--- TASK DESCRIPTION ---
Each line from the one containing "Target: red wing" through the end of the data is to be written out exactly, and nothing more.

Saved entries:

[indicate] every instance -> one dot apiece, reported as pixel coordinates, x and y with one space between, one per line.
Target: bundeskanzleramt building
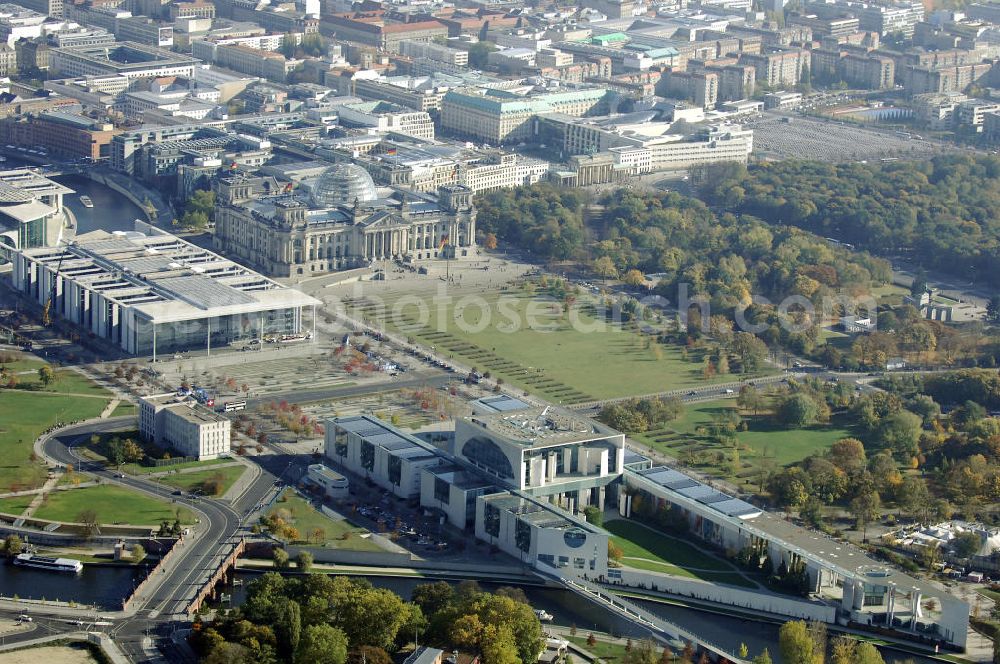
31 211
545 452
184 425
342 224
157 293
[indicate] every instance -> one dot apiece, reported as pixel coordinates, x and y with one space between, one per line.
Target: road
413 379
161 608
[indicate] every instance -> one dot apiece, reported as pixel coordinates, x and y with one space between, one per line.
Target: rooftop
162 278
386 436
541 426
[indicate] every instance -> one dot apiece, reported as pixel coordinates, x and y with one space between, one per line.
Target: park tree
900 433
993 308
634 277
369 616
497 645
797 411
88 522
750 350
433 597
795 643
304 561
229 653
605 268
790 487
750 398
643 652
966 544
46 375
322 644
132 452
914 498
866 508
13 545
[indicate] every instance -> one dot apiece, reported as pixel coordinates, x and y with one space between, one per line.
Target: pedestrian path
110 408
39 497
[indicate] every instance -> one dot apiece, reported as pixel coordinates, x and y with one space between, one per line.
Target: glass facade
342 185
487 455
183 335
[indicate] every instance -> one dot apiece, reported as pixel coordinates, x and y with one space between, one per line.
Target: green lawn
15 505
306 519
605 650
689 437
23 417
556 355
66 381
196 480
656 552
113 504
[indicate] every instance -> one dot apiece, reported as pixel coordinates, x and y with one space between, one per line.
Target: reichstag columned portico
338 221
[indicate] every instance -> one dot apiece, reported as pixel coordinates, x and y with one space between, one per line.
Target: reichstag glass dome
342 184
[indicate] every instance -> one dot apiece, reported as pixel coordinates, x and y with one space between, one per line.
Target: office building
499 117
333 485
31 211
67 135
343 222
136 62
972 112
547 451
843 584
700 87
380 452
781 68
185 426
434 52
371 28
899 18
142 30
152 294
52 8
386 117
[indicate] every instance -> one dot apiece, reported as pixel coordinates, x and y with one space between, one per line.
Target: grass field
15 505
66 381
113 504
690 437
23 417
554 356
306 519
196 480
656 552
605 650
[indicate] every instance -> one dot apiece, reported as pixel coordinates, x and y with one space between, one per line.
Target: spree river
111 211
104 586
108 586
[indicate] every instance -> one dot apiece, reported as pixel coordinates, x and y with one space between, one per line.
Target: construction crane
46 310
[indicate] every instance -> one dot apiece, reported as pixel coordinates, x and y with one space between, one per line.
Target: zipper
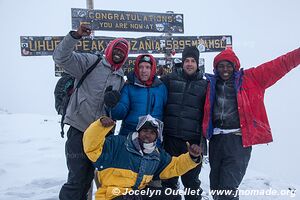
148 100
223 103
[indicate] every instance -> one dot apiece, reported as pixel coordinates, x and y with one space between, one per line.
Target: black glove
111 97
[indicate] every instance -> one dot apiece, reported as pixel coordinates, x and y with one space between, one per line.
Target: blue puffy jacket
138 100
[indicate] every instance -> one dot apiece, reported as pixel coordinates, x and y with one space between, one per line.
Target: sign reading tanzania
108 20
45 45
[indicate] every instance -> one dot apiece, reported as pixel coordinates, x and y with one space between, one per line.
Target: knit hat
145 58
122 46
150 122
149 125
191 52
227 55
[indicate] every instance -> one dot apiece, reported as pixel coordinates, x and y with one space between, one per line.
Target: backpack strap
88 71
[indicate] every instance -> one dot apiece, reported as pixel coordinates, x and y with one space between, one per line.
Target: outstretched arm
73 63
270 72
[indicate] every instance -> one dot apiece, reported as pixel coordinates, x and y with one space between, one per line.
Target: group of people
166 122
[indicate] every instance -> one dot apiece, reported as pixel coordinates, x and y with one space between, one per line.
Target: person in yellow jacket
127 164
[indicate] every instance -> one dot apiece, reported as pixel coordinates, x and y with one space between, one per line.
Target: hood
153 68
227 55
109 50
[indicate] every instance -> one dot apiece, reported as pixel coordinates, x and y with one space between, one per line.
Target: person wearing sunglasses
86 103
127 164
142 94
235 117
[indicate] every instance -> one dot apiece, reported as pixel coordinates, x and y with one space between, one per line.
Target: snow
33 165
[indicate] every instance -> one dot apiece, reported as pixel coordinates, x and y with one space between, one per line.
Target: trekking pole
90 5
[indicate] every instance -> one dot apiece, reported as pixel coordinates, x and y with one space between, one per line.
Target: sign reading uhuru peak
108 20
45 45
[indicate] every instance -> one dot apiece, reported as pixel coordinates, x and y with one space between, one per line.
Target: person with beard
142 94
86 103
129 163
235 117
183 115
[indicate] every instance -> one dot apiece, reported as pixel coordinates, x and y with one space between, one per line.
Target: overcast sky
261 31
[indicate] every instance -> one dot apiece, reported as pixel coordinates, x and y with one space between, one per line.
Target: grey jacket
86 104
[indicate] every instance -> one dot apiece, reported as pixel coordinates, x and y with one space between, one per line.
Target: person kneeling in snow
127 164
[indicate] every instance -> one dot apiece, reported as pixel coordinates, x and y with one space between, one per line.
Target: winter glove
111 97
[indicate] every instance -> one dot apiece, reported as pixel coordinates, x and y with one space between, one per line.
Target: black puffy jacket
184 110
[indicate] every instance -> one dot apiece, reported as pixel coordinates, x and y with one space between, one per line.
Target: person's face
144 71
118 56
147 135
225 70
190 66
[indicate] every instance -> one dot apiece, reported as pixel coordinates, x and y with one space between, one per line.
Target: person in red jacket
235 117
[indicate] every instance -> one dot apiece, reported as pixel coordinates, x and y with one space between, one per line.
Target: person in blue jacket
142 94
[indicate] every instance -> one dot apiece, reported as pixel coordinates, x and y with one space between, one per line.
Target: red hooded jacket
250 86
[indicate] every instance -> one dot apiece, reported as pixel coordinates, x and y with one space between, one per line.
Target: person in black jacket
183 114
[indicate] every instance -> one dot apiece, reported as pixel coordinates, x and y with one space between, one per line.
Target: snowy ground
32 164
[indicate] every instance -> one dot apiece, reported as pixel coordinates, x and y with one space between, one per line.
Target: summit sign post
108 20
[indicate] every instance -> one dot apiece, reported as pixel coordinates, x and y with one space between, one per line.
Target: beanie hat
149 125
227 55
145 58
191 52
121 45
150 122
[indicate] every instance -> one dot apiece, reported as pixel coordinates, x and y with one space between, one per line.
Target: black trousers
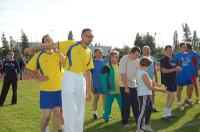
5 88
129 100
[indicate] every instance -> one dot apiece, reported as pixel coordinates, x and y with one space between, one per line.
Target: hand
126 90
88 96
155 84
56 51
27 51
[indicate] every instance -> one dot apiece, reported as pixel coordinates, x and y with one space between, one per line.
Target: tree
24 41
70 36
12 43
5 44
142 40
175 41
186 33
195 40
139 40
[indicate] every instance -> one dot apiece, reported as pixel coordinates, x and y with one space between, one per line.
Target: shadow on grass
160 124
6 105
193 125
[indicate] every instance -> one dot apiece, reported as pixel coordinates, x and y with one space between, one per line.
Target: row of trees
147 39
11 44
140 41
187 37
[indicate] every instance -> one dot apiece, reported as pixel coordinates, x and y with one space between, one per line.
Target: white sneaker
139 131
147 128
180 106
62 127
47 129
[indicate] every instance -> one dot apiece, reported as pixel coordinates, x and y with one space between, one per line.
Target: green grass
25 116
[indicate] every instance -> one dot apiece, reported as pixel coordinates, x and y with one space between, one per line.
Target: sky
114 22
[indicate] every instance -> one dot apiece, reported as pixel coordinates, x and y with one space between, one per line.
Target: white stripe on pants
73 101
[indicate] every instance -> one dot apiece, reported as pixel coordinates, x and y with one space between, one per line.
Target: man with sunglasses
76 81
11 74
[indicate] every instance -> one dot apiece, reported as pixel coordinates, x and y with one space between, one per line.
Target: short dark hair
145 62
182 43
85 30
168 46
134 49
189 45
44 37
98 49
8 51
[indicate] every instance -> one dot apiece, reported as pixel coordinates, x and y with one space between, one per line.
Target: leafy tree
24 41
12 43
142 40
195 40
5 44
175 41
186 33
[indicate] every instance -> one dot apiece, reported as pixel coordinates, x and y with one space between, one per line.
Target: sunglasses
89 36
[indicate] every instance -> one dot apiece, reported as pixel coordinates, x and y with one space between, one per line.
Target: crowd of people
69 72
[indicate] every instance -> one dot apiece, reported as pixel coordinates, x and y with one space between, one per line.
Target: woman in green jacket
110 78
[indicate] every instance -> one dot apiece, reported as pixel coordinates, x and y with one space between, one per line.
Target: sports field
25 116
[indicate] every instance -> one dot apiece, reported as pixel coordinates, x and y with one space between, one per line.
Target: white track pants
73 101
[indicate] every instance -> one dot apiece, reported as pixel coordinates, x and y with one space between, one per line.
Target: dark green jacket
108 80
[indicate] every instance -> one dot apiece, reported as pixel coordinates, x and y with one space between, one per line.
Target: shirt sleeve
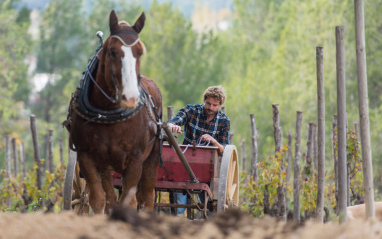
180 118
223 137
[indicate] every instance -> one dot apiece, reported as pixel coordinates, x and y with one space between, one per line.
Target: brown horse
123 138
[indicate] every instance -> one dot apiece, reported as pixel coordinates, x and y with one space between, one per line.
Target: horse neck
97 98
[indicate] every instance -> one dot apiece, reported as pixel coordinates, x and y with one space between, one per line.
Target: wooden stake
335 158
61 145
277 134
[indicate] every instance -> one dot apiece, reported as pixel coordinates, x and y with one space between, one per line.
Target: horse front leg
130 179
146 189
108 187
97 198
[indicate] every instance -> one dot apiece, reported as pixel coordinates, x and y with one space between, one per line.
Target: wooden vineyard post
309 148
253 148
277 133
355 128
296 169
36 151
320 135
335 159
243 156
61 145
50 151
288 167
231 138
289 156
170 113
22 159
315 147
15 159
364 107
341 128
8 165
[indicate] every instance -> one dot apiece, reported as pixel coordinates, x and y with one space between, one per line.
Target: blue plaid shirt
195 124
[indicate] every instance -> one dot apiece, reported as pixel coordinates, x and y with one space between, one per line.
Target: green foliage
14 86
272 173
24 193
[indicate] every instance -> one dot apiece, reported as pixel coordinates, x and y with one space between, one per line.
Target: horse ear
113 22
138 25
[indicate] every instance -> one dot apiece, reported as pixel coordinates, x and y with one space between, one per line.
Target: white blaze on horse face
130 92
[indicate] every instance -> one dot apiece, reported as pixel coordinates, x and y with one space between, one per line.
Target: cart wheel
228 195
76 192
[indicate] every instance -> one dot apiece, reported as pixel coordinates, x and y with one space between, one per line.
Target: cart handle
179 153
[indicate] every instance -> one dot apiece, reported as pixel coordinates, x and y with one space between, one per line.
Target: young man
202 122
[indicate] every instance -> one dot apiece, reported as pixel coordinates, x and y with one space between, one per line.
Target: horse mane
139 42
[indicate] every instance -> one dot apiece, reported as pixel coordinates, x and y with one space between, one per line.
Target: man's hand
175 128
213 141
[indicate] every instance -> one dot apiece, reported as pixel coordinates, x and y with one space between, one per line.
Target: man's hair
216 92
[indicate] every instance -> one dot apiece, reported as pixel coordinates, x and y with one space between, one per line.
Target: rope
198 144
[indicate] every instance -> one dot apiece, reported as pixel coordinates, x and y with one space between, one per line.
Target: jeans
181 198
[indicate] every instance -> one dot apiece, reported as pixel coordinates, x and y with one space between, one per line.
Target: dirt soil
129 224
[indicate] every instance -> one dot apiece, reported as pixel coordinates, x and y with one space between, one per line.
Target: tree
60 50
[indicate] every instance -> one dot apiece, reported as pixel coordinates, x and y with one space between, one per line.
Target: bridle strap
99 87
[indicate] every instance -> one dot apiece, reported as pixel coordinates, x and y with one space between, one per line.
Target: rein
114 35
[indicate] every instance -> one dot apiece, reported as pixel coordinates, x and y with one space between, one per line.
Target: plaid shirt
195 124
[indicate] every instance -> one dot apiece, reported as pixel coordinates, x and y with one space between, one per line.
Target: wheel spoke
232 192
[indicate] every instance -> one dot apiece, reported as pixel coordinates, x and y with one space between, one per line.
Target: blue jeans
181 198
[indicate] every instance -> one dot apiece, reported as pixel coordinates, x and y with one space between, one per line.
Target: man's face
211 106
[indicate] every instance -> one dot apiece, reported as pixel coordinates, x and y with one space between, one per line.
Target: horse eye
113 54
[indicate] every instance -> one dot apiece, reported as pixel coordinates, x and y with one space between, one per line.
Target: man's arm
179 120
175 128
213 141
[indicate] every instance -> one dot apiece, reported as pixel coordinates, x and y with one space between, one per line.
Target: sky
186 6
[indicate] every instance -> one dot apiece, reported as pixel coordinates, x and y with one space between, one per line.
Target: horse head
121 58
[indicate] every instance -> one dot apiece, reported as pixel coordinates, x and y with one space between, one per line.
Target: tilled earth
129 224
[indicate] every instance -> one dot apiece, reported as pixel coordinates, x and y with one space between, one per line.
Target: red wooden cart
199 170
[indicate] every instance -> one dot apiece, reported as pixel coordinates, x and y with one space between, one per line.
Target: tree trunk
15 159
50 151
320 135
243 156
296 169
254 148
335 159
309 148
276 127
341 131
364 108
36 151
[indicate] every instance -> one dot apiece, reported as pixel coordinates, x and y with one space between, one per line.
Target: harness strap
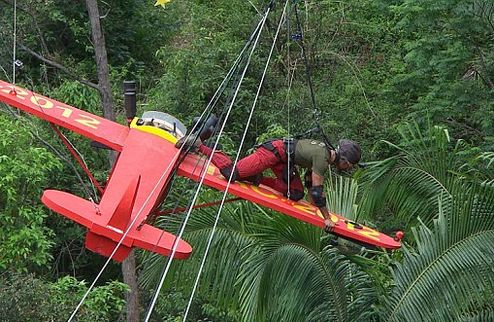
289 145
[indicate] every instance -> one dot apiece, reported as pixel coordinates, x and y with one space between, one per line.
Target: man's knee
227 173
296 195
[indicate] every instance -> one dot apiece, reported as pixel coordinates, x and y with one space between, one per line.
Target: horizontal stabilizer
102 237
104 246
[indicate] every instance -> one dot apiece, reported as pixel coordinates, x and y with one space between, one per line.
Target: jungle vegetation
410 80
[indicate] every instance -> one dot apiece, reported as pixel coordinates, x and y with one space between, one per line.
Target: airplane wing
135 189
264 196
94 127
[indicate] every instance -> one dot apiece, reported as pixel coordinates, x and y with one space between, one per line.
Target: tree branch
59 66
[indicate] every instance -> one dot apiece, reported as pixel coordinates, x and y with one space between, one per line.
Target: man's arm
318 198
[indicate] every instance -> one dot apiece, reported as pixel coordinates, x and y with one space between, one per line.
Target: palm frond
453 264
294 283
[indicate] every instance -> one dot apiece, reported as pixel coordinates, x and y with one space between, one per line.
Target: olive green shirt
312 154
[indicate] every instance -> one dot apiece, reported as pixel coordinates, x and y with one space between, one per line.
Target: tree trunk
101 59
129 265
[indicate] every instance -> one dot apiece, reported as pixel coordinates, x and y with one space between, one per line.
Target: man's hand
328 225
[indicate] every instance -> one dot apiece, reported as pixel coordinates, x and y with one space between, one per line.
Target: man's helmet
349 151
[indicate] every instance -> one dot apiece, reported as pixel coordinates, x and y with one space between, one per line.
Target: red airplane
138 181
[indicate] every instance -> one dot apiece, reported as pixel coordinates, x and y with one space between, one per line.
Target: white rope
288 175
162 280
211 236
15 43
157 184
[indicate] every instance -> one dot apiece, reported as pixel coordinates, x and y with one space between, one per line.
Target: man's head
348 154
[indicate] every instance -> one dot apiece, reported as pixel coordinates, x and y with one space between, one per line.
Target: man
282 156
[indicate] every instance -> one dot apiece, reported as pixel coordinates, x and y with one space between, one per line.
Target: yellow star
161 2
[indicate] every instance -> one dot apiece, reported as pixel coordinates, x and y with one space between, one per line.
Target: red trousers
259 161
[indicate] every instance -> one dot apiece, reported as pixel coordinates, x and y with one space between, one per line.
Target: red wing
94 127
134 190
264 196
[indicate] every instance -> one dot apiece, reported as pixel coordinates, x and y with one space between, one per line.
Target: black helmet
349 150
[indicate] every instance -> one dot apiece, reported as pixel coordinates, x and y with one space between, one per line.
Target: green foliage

--- SOLUTION ---
Target: red wing
94 127
134 190
264 196
[indicate] every instance -> one dot apiece, reported as pixel coordinates, x and y with one space between, one per line.
Target: black helmet
349 150
[indicate] every instance -> one dot apiece, reported as pixel coordinates, x and y with one space between, one per line.
Target: green foliage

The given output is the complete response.